=== To be done ===
[1] Summarize the passage in three sentences.
[2] Reproduce the passage word for word from "[0168] FIG. 3" up to and including "the previous explanations.".
[3] Decide whether each statement below agrees with the passage, answering yes or no and quoting the words of the passage that settle it. (a) A portion of the generated wind power training data sets may be used as validation data sets. (b) Step 204 is a required step of the method. (c) The description of FIG. 3 repeats all the explanations given for FIG. 2.

=== Passage ===
|---|

TABLE-US-00004 TABLE 4 WTD.sub.1 WTD.sub.2 WTD.sub.n Blade_Load_Ind 4.002E+03 4.344E+03 4.172E+03 Blade_Load_dev_Ind 2.444E+02 3.050E+02 1.811E+02 Power_Active_Mean 1.300E+03 1.465E+03 1.370E+03 Power_Active_Min 1.067E+03 1.175E+03 1.195E+03 Power_Active_Max 1.502E+03 1.757E+03 1.568E+03 Power_Active_dev 1.081E+02 1.707E+02 6.498E+01 Rotor_Speed_Mean 1.179E+01 1.223E+01 1.205E+01 Rotor_Speed_Min 1.117E+01 1.170E+01 1.153E+01 Rotor_Speed_Max 1.224E+01 1.258E+01 1.240E+01 Rotor_Speed_dev 3.198E01 2.755E01 1.818E01 . . . . . . . . . . . .

[0166] Here, Mean means the mean value, Min means the minimum value, Max means the maximum value, dev means the standard deviation and Ind means a fatigue load indicator. It shall be understood that (as indicated by . . . ) a plurality of further data may be contained.

[0167] In an (optional) step 204, a training of the machine learning model is performed using the generated wind power training data sets. Preferably, a portion of the generated wind power training data sets may be used as validation data sets. In particular, in a conventional manner, a machine learning model preferably in the form of a neural network may be trained. Here, for an input, a wind power training data set can be transformed into a vector, a matrix and/or a tensor.

[0168] FIG. 3 shows a diagram of a further embodiment of a method according to the present application. In order to avoid repetitions, essentially only the differences to the embodiment according to FIG. 2 are described below and otherwise reference is made to the previous explanations.

|---|

=== Material provided ===
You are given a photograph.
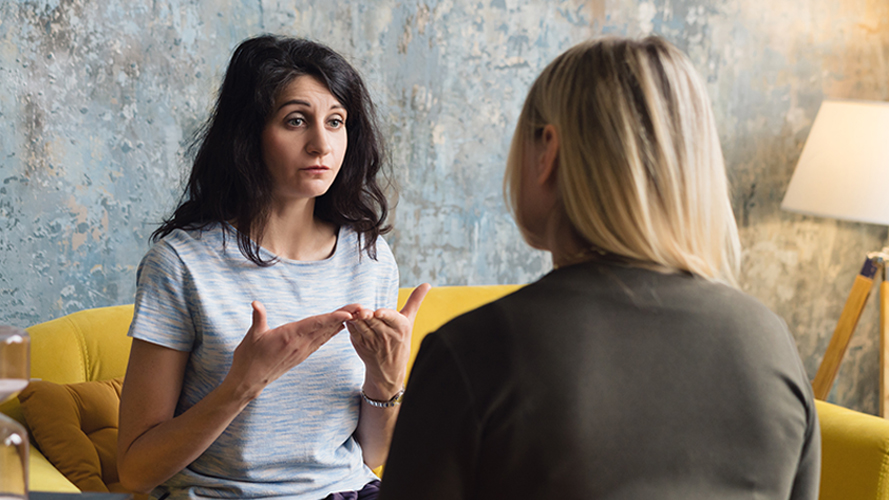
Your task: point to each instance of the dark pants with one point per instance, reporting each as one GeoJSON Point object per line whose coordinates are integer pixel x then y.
{"type": "Point", "coordinates": [369, 492]}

|---|

=== Solutions below ===
[1] The passage explains the abbreviations used for the wind power data: Mean is the mean value, Min the minimum, Max the maximum, dev the standard deviation and Ind a fatigue load indicator, and further data may also be contained. In an optional step 204, a machine learning model, preferably a neural network, is trained with the generated wind power training data sets, a portion of which may serve as validation data sets, and each data set can be transformed into a vector, a matrix and/or a tensor for input. FIG. 3 shows a further embodiment of the method, and essentially only its differences from the embodiment of FIG. 2 are described.

[2]
[0168] FIG. 3 shows a diagram of a further embodiment of a method according to the present application. In order to avoid repetitions, essentially only the differences to the embodiment according to FIG. 2 are described below and otherwise reference is made to the previous explanations.

[3]
(a) Yes: "Preferably, a portion of the generated wind power training data sets may be used as validation data sets."
(b) No: "In an (optional) step 204, a training of the machine learning model is performed using the generated wind power training data sets."
(c) No: "In order to avoid repetitions, essentially only the differences to the embodiment according to FIG. 2 are described below and otherwise reference is made to the previous explanations."